• _EXCERPT TO READ_
Wi-Fi MAC basics: IEEE 802.11(2)

WLAN technical chanllenges and design issues

Problems making WLAN design a complicated task:

• Address is not a physcial location
• Dynamically changed topology
• Medium boundaries are soft
• Erroneous medium
• Hidden and exposed terminal problems

—> Reliable network using unreliable channels

Criteria to be met

• Operational Simplicity
• Power efficient opeartion
• License-free operation
• Tolerance to interference
• Security
• Compatibility
• Global usability, safety, QoS

Overview of IEEE 802.11

• 802.11x specifies the physical and the medium access conrol (MAC) layers only
• interfaces and higher layer is the same as those in IEEE 802.x standards
• MAC layers should be able to work with multiple physical layers

Task Group

802.11 Task group	description
802.11 WG	develop MAC layer and physical layer specifications, 1997
802.11a WG	**WLAN operations in 5Ghz freq.band , 1999 (54Mbps), **, (first appeared on the market)
802.11b WG	2.4GHz (ISM) frequency band, 1999,11Mbps, refer to Wifreless Fidelity (Wi-Fi) (most successful among family )

• _SUPPLIED ENTRIES_

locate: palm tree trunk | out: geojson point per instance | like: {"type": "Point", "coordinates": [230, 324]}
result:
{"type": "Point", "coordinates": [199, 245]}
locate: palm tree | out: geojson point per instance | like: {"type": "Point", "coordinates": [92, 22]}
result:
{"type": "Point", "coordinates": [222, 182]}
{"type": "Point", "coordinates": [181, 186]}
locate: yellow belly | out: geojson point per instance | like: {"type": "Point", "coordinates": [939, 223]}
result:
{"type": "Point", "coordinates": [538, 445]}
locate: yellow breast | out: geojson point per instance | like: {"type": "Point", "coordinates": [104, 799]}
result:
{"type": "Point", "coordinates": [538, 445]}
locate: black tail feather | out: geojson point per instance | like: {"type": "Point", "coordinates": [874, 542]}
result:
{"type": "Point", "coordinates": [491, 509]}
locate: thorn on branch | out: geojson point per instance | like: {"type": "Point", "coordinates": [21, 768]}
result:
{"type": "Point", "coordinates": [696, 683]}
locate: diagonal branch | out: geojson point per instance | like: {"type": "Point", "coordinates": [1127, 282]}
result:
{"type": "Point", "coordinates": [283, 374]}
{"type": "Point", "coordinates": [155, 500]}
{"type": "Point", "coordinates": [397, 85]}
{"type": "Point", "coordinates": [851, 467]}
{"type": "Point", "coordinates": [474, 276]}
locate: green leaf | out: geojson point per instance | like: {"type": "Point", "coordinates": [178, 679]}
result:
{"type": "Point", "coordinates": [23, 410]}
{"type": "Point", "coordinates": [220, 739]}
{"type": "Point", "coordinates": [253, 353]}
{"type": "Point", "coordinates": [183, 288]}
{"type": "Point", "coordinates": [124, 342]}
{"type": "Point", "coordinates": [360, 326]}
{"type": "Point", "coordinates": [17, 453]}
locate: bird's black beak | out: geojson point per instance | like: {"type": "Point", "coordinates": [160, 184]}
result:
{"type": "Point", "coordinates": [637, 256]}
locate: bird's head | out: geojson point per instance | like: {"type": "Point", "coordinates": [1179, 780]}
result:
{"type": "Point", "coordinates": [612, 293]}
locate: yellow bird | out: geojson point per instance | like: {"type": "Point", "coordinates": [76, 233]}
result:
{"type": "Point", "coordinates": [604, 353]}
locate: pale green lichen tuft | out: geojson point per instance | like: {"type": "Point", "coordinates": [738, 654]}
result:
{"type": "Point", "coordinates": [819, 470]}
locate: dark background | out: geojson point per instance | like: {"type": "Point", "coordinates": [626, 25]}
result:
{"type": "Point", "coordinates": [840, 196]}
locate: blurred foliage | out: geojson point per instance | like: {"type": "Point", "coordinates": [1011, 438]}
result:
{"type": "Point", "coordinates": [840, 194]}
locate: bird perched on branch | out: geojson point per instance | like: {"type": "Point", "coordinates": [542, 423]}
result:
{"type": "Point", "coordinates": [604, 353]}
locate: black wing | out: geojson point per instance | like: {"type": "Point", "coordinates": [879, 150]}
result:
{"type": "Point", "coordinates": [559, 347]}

--

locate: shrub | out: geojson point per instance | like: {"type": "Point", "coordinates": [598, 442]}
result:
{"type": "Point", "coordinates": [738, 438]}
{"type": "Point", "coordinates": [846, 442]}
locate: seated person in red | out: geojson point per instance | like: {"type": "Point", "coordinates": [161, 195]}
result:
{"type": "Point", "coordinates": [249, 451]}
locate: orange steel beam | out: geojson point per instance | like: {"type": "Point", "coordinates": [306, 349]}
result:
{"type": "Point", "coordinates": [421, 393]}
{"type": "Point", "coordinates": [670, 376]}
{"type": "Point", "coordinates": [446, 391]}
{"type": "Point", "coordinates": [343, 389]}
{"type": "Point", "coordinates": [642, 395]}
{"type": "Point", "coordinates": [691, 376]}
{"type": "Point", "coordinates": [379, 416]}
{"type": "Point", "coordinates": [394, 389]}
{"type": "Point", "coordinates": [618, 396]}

==

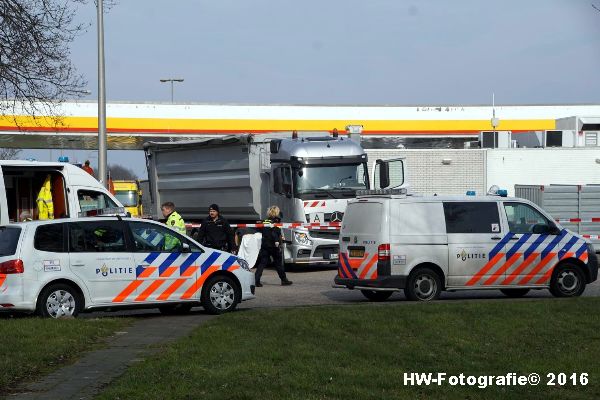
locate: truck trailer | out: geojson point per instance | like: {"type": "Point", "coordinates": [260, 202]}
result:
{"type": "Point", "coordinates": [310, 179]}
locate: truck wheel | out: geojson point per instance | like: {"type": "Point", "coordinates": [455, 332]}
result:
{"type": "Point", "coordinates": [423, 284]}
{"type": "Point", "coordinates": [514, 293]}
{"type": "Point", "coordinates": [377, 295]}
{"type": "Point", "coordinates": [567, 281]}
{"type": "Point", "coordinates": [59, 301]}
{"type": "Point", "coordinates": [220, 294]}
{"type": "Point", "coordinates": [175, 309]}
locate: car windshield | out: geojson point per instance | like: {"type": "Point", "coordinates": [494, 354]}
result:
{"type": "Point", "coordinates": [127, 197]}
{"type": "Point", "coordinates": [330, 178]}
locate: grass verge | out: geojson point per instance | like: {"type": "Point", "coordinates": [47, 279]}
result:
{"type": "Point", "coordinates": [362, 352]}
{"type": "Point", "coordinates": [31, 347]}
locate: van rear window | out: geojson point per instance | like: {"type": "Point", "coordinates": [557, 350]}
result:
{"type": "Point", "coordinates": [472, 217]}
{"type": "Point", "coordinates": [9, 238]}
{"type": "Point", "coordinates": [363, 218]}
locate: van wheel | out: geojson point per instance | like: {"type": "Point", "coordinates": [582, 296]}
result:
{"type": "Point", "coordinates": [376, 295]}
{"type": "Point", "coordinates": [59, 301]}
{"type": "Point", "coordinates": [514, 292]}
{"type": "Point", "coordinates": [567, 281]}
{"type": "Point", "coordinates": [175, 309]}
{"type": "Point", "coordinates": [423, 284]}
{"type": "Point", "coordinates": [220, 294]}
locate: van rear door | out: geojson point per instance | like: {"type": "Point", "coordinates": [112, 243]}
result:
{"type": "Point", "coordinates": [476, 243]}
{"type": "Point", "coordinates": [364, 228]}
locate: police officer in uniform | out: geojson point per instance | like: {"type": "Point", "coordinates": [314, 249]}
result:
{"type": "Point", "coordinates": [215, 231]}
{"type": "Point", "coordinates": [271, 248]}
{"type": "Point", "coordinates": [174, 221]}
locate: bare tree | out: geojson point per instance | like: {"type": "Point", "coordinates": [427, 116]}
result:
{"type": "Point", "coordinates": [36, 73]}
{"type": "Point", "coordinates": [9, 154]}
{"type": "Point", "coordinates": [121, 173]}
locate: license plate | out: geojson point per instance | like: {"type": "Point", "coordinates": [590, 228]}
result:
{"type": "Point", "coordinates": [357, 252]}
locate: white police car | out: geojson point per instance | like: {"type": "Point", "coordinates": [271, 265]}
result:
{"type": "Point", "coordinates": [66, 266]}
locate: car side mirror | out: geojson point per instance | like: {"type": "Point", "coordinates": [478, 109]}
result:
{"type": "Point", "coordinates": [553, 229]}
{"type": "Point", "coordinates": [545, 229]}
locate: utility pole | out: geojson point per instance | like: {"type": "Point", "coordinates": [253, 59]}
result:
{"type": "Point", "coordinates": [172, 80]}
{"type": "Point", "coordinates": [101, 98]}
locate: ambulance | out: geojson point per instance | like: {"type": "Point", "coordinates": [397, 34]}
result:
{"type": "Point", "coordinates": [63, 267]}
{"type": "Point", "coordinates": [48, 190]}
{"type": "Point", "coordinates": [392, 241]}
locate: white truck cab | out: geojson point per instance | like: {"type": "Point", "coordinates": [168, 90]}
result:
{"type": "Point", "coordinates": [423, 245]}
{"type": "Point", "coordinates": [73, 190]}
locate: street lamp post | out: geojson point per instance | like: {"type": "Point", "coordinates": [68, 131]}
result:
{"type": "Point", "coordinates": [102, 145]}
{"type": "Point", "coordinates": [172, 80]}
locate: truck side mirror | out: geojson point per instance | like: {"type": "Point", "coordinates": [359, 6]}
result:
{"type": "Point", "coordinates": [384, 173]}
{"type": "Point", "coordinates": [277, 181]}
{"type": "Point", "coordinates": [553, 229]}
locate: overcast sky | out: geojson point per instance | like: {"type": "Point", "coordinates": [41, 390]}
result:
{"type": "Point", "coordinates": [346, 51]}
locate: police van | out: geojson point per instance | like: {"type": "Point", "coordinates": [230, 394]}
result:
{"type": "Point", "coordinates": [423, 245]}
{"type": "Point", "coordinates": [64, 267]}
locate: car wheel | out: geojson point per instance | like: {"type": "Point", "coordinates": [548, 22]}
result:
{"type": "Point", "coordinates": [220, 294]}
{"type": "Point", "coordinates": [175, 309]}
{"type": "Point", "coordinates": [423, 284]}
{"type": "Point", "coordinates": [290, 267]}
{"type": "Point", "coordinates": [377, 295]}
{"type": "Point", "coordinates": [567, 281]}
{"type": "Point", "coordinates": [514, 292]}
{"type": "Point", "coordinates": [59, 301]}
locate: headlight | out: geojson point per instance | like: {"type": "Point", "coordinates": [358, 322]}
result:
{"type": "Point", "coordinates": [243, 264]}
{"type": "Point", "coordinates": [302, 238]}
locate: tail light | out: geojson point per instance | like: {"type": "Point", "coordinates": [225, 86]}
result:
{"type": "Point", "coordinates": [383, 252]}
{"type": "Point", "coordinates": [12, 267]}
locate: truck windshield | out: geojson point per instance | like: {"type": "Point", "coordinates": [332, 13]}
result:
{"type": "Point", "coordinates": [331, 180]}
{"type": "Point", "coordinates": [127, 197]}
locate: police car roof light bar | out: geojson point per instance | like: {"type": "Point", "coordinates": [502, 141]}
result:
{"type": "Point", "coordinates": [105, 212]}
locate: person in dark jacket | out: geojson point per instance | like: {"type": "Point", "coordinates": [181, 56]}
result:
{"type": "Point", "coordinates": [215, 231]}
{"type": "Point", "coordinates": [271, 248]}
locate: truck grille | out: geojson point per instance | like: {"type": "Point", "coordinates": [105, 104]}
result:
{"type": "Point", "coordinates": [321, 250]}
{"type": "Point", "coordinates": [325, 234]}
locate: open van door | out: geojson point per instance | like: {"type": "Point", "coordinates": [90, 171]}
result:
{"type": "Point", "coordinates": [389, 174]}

• _TASKS FOR THIS EXERCISE_
(a) In the Wi-Fi MAC notes, what data rate is listed for 802.11b?
(b) Copy the Wi-Fi MAC notes from "Overview of IEEE" to "on the market)", keeping every word and mark unchanged.
(c) Carry the Wi-Fi MAC notes on from their last line.

• _EXERCISE RESPONSES_
(a) 11Mbps.

(b)
Overview of IEEE 802.11

• 802.11x specifies the physical and the medium access conrol (MAC) layers only
• interfaces and higher layer is the same as those in IEEE 802.x standards
• MAC layers should be able to work with multiple physical layers

Task Group

802.11 Task group	description
802.11 WG	develop MAC layer and physical layer specifications, 1997
802.11a WG	**WLAN operations in 5Ghz freq.band , 1999 (54Mbps), **, (first appeared on the market)

(c)
802.11c WG	bridging and access points operations, 1998
802.11d WG	802.11 operation in different countries,2001
802.11e WG	QoS provision extension
802.11f WG	inter access point protocols for operation in ESS, 2003
802.11g WG	54Mbps, compatible with 802.11b;
802.11h WG	MAC layer to be in compliance with European standards, 2003
802.11i WG	security extensions for 802.11
802.11j WG	4.9GHz band in Japan
802.11n WG	**MAC layer to achieve very high data rates (up to 600Mbps) **, is backward compatible with 802.11b/g

Development and layered structure of IEEE 802.11

• Wireless connection management
• link reliablity management
• power and security management

Physical Layer

• IEEE has three options for medium to be used for communcation
  • one is based on infrared
  • two tohers based on radio
• Physical Layer divided into
  • PMD(Physical medium-dependent sublayer)（物理媒體相關子層）
    • Handles functions related to medium adaptation
      • encoding
      • decoding
      • modulation
    • FHSS PMD (Frequency Hopping Spread Spectrum PMD)
      • 2.4GHz ISM band
      • use -2-level GFSK for 1Mbps and 4-level GFSK for 2Mbps
        • Gauss frequency Shift Keying
    • DSSS PMD (Direct Sequence Spread Spectrum)
      • operates in 2.4Ghz ISM band
      • use DBPSK for 1Mbps and DQPSK for 2Mbps
    • INFRARED PMD
      • operates in 850-950nm range
      • provides data rates of 1Mbps and 2Mbps using PPM(Pulse Position Modulation)
  • PLCP(Physical layer convergence protocol)（物理層匯聚過程子層）
    • Abstract the functionality of PMD providing
      • Service Access Point (SAP)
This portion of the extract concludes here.